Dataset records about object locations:
◇ ◇ ◇ ◇ ◇ ◇ ◇

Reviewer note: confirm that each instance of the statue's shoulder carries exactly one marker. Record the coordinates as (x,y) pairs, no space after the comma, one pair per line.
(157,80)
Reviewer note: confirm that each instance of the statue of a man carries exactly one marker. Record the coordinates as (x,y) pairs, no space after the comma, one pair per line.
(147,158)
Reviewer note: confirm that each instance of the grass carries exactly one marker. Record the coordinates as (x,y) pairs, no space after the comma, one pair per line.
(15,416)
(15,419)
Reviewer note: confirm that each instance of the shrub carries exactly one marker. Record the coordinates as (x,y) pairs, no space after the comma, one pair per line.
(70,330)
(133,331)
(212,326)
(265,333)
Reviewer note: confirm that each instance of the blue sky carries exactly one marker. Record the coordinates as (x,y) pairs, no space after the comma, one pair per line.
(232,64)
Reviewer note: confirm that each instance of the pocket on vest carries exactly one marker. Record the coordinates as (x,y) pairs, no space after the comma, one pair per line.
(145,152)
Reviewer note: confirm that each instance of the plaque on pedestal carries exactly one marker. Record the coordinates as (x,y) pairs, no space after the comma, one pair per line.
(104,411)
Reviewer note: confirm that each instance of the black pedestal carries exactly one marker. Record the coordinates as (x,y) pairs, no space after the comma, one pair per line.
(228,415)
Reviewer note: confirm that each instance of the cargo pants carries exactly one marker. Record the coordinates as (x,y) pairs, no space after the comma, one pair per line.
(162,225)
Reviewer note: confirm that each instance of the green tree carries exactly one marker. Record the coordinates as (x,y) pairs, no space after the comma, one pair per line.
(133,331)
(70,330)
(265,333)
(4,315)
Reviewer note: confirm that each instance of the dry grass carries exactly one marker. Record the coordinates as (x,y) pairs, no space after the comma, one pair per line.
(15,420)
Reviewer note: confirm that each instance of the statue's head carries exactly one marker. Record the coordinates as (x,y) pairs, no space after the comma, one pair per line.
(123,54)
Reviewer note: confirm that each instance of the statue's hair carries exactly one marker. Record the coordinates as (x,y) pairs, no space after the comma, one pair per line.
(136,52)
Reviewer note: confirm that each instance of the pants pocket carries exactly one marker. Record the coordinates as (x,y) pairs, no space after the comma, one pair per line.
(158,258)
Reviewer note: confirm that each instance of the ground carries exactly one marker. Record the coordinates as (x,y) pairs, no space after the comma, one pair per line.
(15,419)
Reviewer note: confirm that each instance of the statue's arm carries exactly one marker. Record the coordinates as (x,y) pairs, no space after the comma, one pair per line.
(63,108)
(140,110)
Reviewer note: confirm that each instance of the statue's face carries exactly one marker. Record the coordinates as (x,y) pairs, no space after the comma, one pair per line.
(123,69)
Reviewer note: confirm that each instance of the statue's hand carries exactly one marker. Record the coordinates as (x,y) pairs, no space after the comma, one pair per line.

◇ ◇ ◇ ◇ ◇ ◇ ◇

What to work on
Your task is to repeat the data exactly; please include every line.

Solution for this task
Reviewer note: confirm that each instance of the statue's shoulder carries exactly one marker. Record the coordinates as (x,y) pairs, no space after the comma, one pair per line.
(157,80)
Reviewer note: confirm that each instance of the statue of a man carries exactly one marker. Record the coordinates as (x,y) pairs, no space after the comma, one pair per line.
(147,158)
Reviewer note: confirm that each instance of the grass carries exactly one marker. Record the coordinates as (x,y) pairs, no space after the comma, one pair per line.
(15,416)
(15,419)
Reviewer note: confirm that each instance of the shrub carries exactly one marker. Record the coordinates as (x,y) pairs, no space after the comma, one pair per line.
(70,330)
(133,331)
(212,326)
(265,333)
Reviewer note: confirm that each instance of the blue sky carries exactly one marker. Record the coordinates as (x,y) pairs, no space after the comma, one pair per line.
(232,64)
Reviewer note: confirm that each instance of the pocket on vest carries exactly one marker. Record the coordinates as (x,y) pairs, no space after the comma, one pair per line.
(145,152)
Reviewer note: confirm that each instance of the plaque on pedestal carries exactly one marker. Record the coordinates as (x,y) pairs, no space after the comma, one pair per line.
(104,411)
Reviewer note: confirm that each instance of the black pedestal carries exactly one marker. Record the coordinates as (x,y) pairs, no space after the comma, one pair per line.
(228,415)
Reviewer note: confirm that each instance of the cargo pants carries exactly one marker. Record the coordinates as (x,y) pairs, no space after the comma, one pair per line.
(162,225)
Reviewer note: confirm that each instance of the green tree carries exactly one marker. Record the coordinates as (x,y) pairs, no space after the comma, one pair per line.
(133,331)
(70,330)
(265,333)
(4,315)
Reviewer note: confirm that each instance of the dry grass carries exactly one marker. Record the coordinates as (x,y) pairs, no space after the comma, one pair per line.
(15,420)
Reviewer note: confirm that each instance of the statue's head carries exactly one marker. Record the coordinates as (x,y) pairs, no space after the comma, one pair per line.
(123,54)
Reviewer note: confirm that each instance of the statue's hair carries exactly one marker. Record the coordinates as (x,y) pairs, no space after the comma, one pair per line.
(136,52)
Reviewer note: confirm that each instance of the pants pocket carries exactly one marker. Record the coordinates as (x,y) pairs, no space after the comma, one pair per line.
(158,258)
Reviewer note: confirm that each instance of the ground carries exactly one marker. Record the coordinates as (x,y) pairs, no space after the comma, one pair per line.
(15,419)
Reviewer note: confirm that each instance of the statue's arm carries exactly one marker. Record the coordinates as (x,y) pairs, no space after the comma, one pair per line.
(63,108)
(140,110)
Reviewer note: confirm that each instance of the statue's face carries exactly one marker. Record the coordinates as (x,y) pairs, no space after the comma, one pair per line.
(123,69)
Reviewer note: confirm that each instance of the statue's hand carries exactly one marker. Record the coordinates as (x,y) pairs, no space after the comma, one pair per line.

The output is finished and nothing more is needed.